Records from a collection
━━━━━━━━━━━━━━━━━━━━━━━━━━━━━━

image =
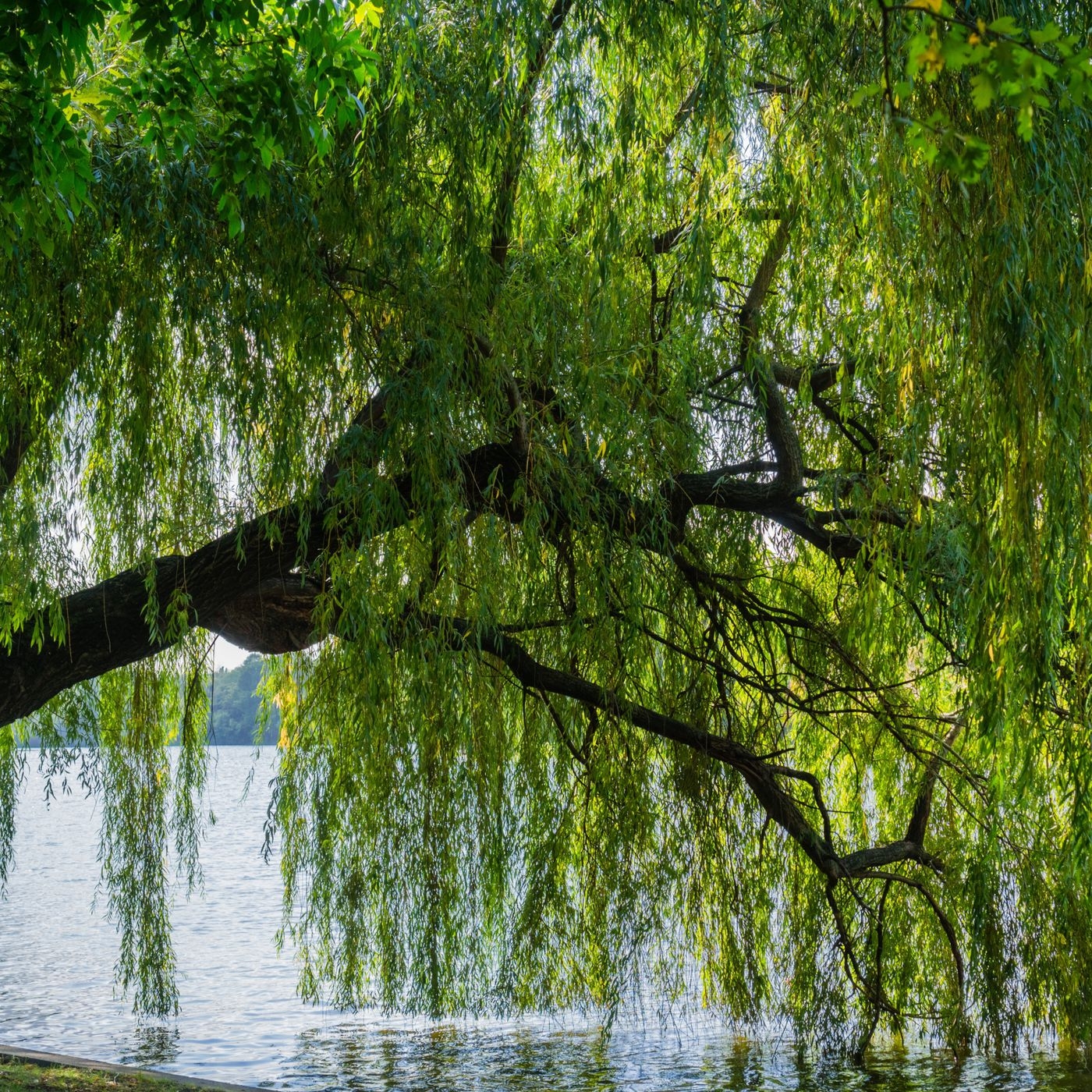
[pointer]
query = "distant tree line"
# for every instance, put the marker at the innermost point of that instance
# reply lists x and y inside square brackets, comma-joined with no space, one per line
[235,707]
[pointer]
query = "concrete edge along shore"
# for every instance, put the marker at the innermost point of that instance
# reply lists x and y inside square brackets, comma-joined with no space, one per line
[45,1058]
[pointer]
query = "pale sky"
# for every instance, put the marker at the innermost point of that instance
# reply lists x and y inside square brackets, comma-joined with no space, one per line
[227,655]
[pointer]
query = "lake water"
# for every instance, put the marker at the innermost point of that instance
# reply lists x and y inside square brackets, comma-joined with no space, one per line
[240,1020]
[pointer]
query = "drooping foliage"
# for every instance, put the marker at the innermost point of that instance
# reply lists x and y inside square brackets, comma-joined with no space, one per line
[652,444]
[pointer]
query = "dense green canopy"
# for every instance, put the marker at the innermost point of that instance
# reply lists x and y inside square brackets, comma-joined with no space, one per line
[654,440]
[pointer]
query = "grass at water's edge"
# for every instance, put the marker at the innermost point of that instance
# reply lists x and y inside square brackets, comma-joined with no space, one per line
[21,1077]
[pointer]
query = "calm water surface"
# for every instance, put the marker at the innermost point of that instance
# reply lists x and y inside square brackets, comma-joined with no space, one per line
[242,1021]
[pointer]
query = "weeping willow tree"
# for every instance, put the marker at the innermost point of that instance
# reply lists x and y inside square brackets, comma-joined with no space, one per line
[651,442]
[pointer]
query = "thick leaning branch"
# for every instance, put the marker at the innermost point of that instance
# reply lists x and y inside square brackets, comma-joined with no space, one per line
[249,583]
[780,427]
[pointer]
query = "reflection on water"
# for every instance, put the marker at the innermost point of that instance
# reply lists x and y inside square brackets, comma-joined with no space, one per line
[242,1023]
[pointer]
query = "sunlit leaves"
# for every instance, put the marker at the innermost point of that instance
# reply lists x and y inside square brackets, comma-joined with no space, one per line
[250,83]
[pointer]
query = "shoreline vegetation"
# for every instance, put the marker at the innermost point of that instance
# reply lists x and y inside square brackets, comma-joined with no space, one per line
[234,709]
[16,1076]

━━━━━━━━━━━━━━━━━━━━━━━━━━━━━━

Write out the full set of lines verbatim, without the pictures.

image =
[pointer]
query = "distant tree line"
# for every instance, put the marker at the innermost point of that instance
# reply lists x and y inside square brackets, comma-joined with no space, one per line
[235,707]
[pointer]
query = "concrete edge along shore"
# for every instance, put the marker at the innermost point of that instance
# reply lists x and y inside square brackets, comma-joined with no space, one per line
[45,1058]
[pointer]
query = "pale sky"
# for every instance, put the marker at the innermost point of that instance
# reply lists x and y inside square brackets, comma-joined with no space, one per line
[227,655]
[pointer]
query = "lake water"
# for every instance, put the marker at the innermost point of that instance
# reply lists x and y inside square brackets, comma-joined with no space, one per line
[240,1020]
[pointer]
query = "drooping foliage"
# for every instance, put the marker at the innermost point of that instance
# reply lists x and y inside square brackets, comma-joined with no space, one per line
[652,444]
[pointer]
query = "dense green canopy"
# for every instance, put the marker at the innermost point of that instance
# reply lists x and y inside square brackets, comma-joined with no space, one per line
[654,440]
[pointer]
query = "grass at water's edge"
# for every instance, put the marker at the innermost point of that instance
# reply lists x and y inside square brackets, comma-joined with no space, one per line
[21,1077]
[pointer]
query = "calm water surface"
# for every instance, put the marker at the innermost point of that instance
# reply lists x and y inside square brackets, comma-joined with no space, one per line
[242,1021]
[pointer]
query = "weeping willow tree"
# for every instance, put the marker at the innermost point of that instance
# reply lists x and y inside square brackets, comma-joined with no space, one per line
[651,442]
[pointer]
query = "thick leaning branch"
# for every instance, put the marker at the innermost point of that instance
# reply lists x and y inside square brackets, comma-joined with no space, one per line
[249,583]
[780,427]
[pointer]
query = "reflection on water"
# for every instance, put the marker at the innermost point of that instance
# reply lists x and y inside square brackets, comma-joined with no space, one per line
[242,1023]
[pointer]
query = "sunlit leaves"
# for every instance, put the marker at the innermost point of that instance
# reply lists x and y inside square brackets, comma-joined with no space, one per line
[250,83]
[pointer]
query = "shoreline vegetation"
# for every instance, put the marker at the innermost point of that instance
# reply lists x and y inside square brackets, comma-joined with no space, one per line
[234,709]
[16,1076]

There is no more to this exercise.